Data
☆ ☆ ☆ ☆ ☆

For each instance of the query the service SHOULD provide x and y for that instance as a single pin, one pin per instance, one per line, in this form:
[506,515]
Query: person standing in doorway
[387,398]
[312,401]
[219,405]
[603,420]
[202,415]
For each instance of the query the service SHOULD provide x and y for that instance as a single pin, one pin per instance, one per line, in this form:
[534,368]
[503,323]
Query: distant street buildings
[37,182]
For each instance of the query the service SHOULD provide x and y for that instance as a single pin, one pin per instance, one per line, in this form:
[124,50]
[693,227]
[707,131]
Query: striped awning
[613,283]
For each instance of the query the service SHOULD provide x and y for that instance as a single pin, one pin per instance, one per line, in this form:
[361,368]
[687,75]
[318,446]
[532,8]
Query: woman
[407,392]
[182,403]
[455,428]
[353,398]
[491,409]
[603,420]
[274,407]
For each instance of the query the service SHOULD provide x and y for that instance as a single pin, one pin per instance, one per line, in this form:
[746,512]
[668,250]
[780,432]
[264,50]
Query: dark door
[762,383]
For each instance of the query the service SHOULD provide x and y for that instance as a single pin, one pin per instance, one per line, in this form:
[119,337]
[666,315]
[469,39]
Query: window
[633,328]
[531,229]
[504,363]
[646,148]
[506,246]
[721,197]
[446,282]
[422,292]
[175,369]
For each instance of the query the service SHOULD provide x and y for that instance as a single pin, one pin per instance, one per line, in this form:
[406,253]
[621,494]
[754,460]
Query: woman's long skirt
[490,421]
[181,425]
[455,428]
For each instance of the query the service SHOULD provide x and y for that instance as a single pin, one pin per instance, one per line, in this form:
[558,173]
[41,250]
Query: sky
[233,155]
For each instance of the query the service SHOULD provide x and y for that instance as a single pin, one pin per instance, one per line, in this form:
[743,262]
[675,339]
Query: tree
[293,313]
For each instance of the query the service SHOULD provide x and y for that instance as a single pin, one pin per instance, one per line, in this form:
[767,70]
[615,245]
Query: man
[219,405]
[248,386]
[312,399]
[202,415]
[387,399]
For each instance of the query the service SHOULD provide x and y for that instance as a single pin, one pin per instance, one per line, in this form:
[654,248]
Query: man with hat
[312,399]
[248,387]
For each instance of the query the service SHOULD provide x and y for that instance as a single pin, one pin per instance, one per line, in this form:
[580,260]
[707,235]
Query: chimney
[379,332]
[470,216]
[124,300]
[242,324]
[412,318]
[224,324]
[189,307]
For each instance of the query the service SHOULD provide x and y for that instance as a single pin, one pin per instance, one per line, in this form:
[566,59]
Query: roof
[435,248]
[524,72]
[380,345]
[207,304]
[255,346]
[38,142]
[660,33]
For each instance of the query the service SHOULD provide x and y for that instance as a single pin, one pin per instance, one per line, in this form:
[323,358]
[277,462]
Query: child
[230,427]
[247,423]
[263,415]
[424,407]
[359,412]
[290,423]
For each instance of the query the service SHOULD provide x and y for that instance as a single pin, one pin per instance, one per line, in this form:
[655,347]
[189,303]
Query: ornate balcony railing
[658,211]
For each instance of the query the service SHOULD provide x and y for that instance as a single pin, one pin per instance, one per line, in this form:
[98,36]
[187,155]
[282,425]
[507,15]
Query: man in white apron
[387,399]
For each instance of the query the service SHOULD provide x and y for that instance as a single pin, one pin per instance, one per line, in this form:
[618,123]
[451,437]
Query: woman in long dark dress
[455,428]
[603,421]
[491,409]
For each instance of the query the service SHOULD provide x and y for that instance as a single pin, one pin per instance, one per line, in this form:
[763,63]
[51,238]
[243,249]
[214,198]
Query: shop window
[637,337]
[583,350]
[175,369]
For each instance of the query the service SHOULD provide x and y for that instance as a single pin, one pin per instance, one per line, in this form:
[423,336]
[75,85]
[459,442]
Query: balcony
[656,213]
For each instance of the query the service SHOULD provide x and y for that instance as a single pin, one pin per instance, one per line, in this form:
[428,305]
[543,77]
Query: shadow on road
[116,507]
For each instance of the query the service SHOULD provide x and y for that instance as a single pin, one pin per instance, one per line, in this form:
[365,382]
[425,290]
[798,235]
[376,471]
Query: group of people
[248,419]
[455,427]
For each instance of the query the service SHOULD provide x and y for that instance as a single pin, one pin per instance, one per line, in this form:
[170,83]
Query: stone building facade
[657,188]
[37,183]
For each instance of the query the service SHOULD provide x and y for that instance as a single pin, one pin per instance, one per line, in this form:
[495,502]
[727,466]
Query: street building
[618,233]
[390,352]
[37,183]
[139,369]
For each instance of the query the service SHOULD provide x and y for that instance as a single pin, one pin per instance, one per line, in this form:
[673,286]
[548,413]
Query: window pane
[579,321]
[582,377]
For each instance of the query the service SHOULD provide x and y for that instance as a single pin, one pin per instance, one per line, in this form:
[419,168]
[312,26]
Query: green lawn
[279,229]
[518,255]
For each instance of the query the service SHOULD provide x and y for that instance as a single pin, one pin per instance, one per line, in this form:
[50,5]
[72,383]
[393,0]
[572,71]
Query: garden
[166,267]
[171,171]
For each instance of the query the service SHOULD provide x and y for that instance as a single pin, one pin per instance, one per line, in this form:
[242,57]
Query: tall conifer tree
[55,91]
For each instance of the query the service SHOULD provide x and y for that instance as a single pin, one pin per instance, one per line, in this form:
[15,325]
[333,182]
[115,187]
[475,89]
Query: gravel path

☆ ☆ ☆ ☆ ☆

Goal of the exercise
Write the listing out again, exactly as shown above.

Response box
For each instance of the query the service SHOULD provide x and y for that instance as a single pin, one pin per instance, one per line, in this form:
[506,515]
Query: person standing in doorway
[387,398]
[312,401]
[219,405]
[603,420]
[202,415]
For each instance of the query the service SHOULD provide x and y for that instance as a single pin, one pin per instance, one per line, in this form:
[534,368]
[503,323]
Query: distant street buildings
[37,182]
For each instance of the query the service SHOULD provide x and y for that instance as a single pin, one pin per instance, one per line, in this form:
[124,50]
[693,227]
[707,131]
Query: striped awning
[613,283]
For each instance of the query the service SHOULD provide x and y for that instance as a single pin, one pin per instance, one per line, in this form:
[361,368]
[687,75]
[318,446]
[532,8]
Query: woman
[407,392]
[182,403]
[455,428]
[353,398]
[491,409]
[603,420]
[274,407]
For each instance of the query the service SHOULD provide x and y for that instance as a single pin, one pin per instance, one per line, in this form:
[746,512]
[668,250]
[780,432]
[264,50]
Query: dark door
[762,383]
For each instance of the query the service SHOULD provide x and y for that instance as a single pin, one pin per instance, one per line, in this form:
[119,337]
[666,315]
[469,39]
Query: window
[633,328]
[531,229]
[504,363]
[646,148]
[506,246]
[721,197]
[446,282]
[422,292]
[175,369]
For each instance of the query the service SHOULD provide x and y for that instance as a single pin, one pin per instance, one per line, in this form:
[406,253]
[621,494]
[754,460]
Query: woman's long skirt
[490,421]
[181,425]
[455,428]
For each instance of the query the service SHOULD provide x and y for that instance as a single pin, one pin per instance, one per line, in this form:
[558,173]
[41,250]
Query: sky
[233,155]
For each instance of the query the service SHOULD provide x and y for that instance as a single pin, one pin per instance, one per line, in this form:
[743,262]
[675,339]
Query: tree
[293,313]
For each instance of the query the service SHOULD provide x and y for that instance as a single pin, one pin per instance, one per line, in this form:
[767,70]
[615,245]
Query: man
[219,405]
[248,386]
[312,399]
[202,415]
[387,399]
For each instance of the query the service SHOULD provide x and y for that instance as a single pin, one pin per instance, one per line, in this form:
[654,248]
Query: man with hat
[312,399]
[248,387]
For each instance of the query the service SHOULD provide x and y for that instance as a single pin, one pin per instance, one per line, in this form:
[580,260]
[707,235]
Query: chimney
[379,332]
[470,216]
[124,300]
[242,324]
[412,318]
[224,324]
[189,307]
For each instance of the query the service SHOULD provide x and y for that instance as a single pin, one pin per instance, one per line, in this form:
[566,59]
Query: roof
[435,248]
[524,72]
[380,345]
[207,304]
[255,346]
[38,142]
[660,33]
For each instance of the query the service SHOULD provide x and y for that instance as a single pin, one pin per instance, one per line, in this form:
[323,358]
[277,462]
Query: child
[230,427]
[247,423]
[263,415]
[424,407]
[359,412]
[290,423]
For each instance of the query the service SHOULD provide x and y for that instance as a single pin, one pin per instance, one per line, in this form:
[655,347]
[189,303]
Query: ornate balcony railing
[658,211]
For each instance of the query the service SHOULD provide x and y for that instance as a single pin, one pin per instance, one per line, in this form:
[98,36]
[187,155]
[282,425]
[507,15]
Query: man in white apron
[387,399]
For each instance of the query the service SHOULD provide x and y for that instance as a single pin, one pin per instance, one per line, in this form:
[618,123]
[451,437]
Query: woman in long dark dress
[455,428]
[603,421]
[491,409]
For each instance of the query the service SHOULD provide x and y for that instance as a single pin, one pin per instance, one per line, in this form:
[763,63]
[51,238]
[243,249]
[214,198]
Query: shop window
[637,337]
[583,350]
[175,369]
For each instance of the query the service SHOULD provide x and y for that instance as a single pin, one pin per instance, one per line, in this form:
[423,336]
[75,85]
[459,442]
Query: balcony
[656,213]
For each instance of the query the service SHOULD provide x and y for that instance as a single pin, one pin per instance, one per line, in this form:
[428,305]
[543,77]
Query: shadow on road
[116,507]
For each instance of the query the service SHOULD provide x and y for that instance as a single pin, one pin per instance, one per line, in this form:
[365,382]
[425,290]
[798,235]
[376,471]
Query: group of people
[248,419]
[455,427]
For each instance of the query the service SHOULD provide x and y for that instance as a single pin, one pin per instance, one per line, in this form:
[170,83]
Query: stone building facade
[657,188]
[37,183]
For each instance of the query the service SHOULD provide x and y for that instance as a single pin, one pin per instance, one per line, in this form:
[495,502]
[727,466]
Query: street building
[618,233]
[390,352]
[37,183]
[139,369]
For each instance of the query the service SHOULD provide x and y for that instance as a single pin, one pin per instance, one per line, in this form:
[673,286]
[548,413]
Query: window pane
[579,321]
[582,377]
For each instance of the query the service SHOULD provide x and y for that instance as a single pin, one pin per instance, one per line, in this form:
[419,168]
[312,26]
Query: green lawn
[279,229]
[518,255]
For each instance of the query the service SHOULD provide x and y for that instance as a single pin, one pin per instance, one per line, in this form:
[50,5]
[72,383]
[393,0]
[572,71]
Query: garden
[166,267]
[171,171]
For each instance of the query the service SHOULD provide x and y for that instance as a single pin, one pin per instance, one per line, in this form:
[242,57]
Query: tall conifer tree
[55,91]
For each instance of the query the service SHOULD provide x and y for that instance as a single pin, one pin per instance, one per line, in this form:
[15,325]
[333,182]
[115,187]
[475,89]
Query: gravel path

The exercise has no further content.